*** SUPPLIED DATA Section Begins ***

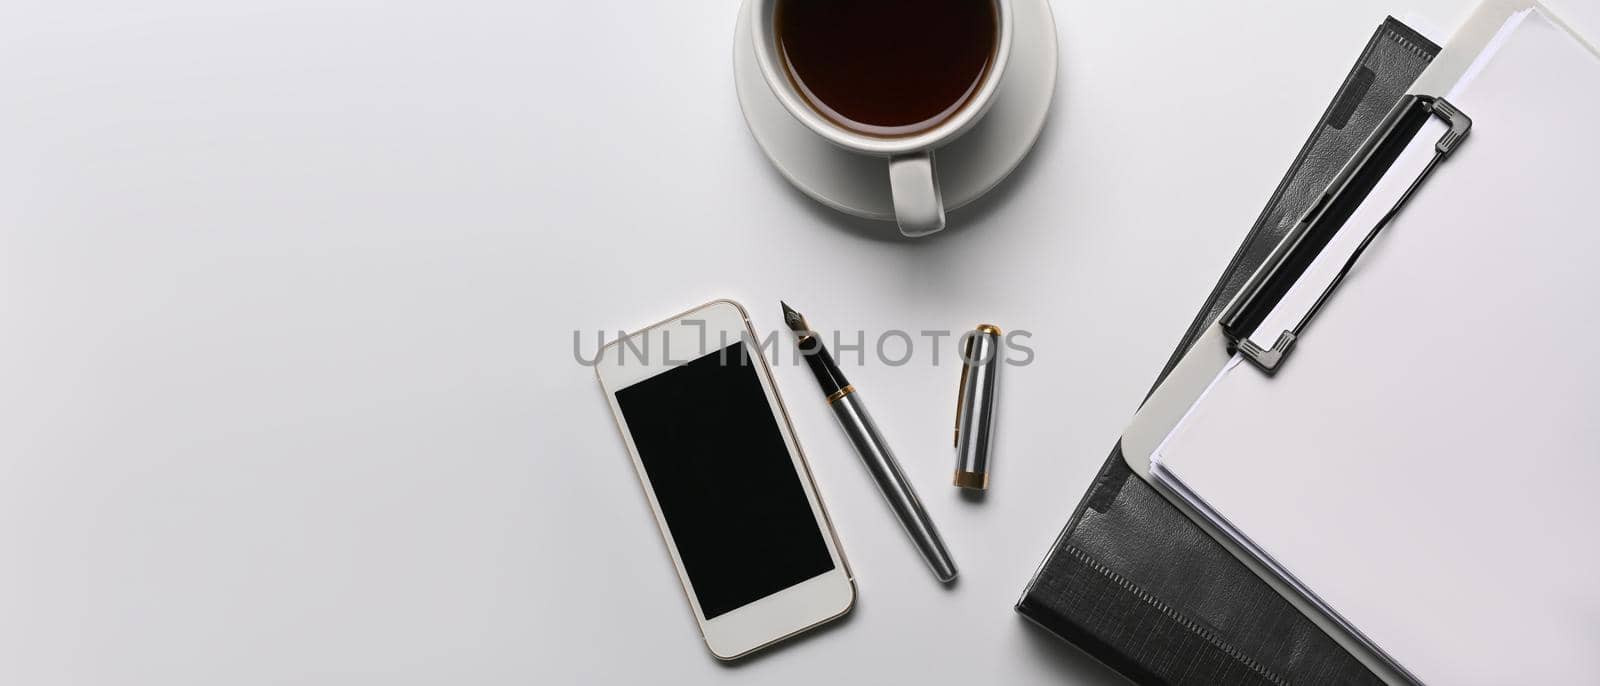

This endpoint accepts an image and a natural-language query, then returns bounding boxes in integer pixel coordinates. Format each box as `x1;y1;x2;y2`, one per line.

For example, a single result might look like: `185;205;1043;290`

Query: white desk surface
3;1;1595;684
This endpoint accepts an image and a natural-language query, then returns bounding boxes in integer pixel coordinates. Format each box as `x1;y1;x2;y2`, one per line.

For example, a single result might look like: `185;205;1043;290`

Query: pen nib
780;301;809;333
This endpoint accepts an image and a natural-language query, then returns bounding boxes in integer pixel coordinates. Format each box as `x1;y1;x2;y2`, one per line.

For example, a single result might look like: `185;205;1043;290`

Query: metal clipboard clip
1219;95;1472;375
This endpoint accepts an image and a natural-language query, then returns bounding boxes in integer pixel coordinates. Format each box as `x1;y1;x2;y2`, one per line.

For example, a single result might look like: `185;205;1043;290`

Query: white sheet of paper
1152;10;1600;684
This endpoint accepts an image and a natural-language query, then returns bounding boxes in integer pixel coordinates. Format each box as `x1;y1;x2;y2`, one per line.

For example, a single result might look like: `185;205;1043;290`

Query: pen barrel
829;390;958;583
953;327;1002;490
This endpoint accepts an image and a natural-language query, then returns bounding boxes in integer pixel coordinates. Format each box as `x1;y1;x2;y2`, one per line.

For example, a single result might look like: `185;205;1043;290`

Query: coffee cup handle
888;152;946;237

*** SUPPLIED DATA Section Ends ***

PROBLEM DETAILS: Transcribe each record exactly as it stands, setting aside any pictures.

RESPONSE BELOW:
This endpoint accepts an image and a natural-language query, then returns bounding boxes in integer pixel coordinates. Format each box as `x1;y1;x2;y2`, one per line.

For example, a single result might look like: `185;205;1043;290`

Query: white desk surface
3;1;1595;684
This endpoint accepts an image and a natural-language query, then returns bounding boxes in integer pixel coordinates. Format each box as `x1;y1;x2;y2`, one per line.

For example, a single result might look like: `185;205;1043;290`

Query: pen nib
780;301;809;333
This endpoint accepts an image and a natural-language query, then returns bounding boxes in integer pixel coordinates. Format each box as `x1;y1;x2;y2`, one per line.

For example, a single result might look like: `185;205;1043;290`

Query: metal clipboard clip
1219;95;1472;375
This endpoint accepts an image and a natural-language query, then returns bounding boxes in integer pixel coordinates. Format each box as `x1;y1;x2;y2`, one per line.

For example, a single result might look like: `185;205;1043;290`

Query: white sheet of paper
1152;10;1600;684
This endpoint accepts an image and a natural-language query, then returns bounding boxes in integer pixel coordinates. Format each box as `x1;y1;x2;y2`, one per line.

For example, a single result might look like: `185;205;1043;290`

Query: pen barrel
829;390;958;583
953;327;1002;490
This endpoint accepts an image and a natural-language query, then returns bounding boxes in integer pixel coordinates. Format each box as `x1;y1;x2;y2`, one per line.

For example, a single result might look like: `185;205;1043;290`

Query: coffee cup handle
888;152;946;237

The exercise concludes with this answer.